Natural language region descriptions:

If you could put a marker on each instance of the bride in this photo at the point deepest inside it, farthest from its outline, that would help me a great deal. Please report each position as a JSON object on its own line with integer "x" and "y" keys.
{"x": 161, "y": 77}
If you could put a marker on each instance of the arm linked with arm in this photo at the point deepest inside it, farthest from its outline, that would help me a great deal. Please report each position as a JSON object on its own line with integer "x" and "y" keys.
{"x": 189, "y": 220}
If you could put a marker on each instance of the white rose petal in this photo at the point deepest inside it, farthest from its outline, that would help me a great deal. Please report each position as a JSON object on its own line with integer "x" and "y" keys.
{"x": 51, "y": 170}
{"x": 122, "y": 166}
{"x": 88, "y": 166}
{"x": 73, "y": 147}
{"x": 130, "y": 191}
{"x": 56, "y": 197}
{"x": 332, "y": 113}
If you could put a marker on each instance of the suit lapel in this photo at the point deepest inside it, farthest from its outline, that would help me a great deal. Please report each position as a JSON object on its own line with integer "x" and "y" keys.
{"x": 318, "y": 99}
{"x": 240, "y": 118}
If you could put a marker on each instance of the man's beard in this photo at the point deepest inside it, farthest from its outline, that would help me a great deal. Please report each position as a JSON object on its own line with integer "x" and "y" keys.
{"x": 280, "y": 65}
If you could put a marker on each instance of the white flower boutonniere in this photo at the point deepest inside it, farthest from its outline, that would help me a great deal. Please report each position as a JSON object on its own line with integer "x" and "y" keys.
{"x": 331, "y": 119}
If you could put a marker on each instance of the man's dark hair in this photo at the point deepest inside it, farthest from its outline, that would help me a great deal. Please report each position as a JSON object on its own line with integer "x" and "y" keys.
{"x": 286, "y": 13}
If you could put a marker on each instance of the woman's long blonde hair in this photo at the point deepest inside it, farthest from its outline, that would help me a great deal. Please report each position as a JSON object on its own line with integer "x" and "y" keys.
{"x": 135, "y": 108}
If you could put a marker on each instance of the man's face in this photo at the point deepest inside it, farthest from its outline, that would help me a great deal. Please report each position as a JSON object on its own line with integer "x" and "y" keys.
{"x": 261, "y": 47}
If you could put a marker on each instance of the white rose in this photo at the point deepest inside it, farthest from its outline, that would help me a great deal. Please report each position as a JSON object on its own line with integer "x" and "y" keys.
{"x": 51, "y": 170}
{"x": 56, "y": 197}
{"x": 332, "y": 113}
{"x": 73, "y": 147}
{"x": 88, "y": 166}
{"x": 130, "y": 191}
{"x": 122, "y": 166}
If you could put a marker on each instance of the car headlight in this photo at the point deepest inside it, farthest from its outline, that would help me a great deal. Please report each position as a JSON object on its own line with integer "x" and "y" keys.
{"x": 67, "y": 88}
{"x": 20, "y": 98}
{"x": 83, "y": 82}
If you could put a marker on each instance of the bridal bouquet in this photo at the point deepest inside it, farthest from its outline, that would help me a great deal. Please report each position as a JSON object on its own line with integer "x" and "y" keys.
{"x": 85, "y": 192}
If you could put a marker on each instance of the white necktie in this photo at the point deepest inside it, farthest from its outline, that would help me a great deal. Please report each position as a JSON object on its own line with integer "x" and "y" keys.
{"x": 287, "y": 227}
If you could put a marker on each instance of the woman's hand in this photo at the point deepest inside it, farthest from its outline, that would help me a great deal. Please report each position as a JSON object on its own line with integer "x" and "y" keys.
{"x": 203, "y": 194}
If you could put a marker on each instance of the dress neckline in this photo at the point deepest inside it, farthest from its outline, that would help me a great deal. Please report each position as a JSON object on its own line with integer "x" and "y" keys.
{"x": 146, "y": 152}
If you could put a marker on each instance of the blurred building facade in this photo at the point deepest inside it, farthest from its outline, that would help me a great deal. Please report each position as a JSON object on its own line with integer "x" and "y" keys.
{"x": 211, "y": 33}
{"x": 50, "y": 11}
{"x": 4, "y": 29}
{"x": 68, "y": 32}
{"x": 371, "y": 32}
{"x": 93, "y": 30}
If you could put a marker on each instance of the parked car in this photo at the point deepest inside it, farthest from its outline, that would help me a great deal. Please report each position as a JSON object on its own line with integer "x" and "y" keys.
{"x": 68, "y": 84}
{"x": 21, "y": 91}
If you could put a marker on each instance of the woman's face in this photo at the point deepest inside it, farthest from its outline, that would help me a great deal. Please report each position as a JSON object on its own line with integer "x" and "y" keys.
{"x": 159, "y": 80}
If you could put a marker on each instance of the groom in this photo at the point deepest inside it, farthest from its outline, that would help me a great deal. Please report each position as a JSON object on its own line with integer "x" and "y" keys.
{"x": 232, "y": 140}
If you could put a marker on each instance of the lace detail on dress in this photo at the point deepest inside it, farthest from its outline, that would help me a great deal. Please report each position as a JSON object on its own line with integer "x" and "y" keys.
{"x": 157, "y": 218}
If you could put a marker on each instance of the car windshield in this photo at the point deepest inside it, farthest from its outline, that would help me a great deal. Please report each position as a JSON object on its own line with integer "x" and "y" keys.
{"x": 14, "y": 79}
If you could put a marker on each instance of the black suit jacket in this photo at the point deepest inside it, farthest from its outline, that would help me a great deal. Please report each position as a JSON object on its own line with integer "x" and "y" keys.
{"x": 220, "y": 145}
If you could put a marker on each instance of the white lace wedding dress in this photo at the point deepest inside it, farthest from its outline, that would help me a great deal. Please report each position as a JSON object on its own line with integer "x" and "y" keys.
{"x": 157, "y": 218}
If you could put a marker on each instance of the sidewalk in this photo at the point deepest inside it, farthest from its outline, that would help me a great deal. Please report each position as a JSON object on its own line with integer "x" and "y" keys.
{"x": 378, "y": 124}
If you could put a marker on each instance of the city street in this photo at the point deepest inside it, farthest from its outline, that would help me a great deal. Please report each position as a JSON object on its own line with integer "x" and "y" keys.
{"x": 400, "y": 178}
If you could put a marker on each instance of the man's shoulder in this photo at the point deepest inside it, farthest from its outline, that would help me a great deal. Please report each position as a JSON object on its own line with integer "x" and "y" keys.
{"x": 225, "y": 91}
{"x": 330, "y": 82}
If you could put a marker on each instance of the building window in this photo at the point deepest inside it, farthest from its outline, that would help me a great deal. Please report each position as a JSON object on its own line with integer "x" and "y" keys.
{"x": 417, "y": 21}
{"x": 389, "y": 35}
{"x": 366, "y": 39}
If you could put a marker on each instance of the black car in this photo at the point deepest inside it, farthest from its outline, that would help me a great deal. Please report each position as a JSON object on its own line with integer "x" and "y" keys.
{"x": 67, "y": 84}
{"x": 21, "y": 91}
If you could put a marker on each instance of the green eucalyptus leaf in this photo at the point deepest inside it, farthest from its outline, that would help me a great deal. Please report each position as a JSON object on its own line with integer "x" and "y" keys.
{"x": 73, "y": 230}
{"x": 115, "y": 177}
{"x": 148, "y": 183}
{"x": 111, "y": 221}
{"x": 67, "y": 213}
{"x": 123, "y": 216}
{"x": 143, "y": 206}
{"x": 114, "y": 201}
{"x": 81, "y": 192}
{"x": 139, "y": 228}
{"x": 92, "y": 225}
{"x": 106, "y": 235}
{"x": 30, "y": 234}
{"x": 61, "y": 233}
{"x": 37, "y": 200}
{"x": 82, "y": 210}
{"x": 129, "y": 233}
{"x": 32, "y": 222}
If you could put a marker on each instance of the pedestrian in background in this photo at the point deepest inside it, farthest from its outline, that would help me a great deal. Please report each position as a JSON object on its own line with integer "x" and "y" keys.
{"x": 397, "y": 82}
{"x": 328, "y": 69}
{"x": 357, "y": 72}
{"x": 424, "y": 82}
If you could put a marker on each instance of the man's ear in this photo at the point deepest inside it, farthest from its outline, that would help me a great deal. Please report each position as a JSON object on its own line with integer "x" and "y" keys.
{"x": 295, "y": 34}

What you need to do
Transcribe exactly, starting at the line with "of the pedestrian" and continuing through the last line of the data above; leave out all earlier lines.

Answer for the task
If you could put a marker on each instance of the pedestrian in background in this photo at the point deepest inside it, farthest from its outline, that would help me a great deal. Please report each position as a JSON object on its own line with integer "x" and "y" keys.
{"x": 397, "y": 82}
{"x": 328, "y": 69}
{"x": 357, "y": 72}
{"x": 424, "y": 82}
If you could put a marker on each instance of the man's ear in this photo at the point deepest inside it, farthest from its outline, that would help me a great deal. Please report each position as a JSON object on its own line with integer "x" and "y" keys.
{"x": 295, "y": 34}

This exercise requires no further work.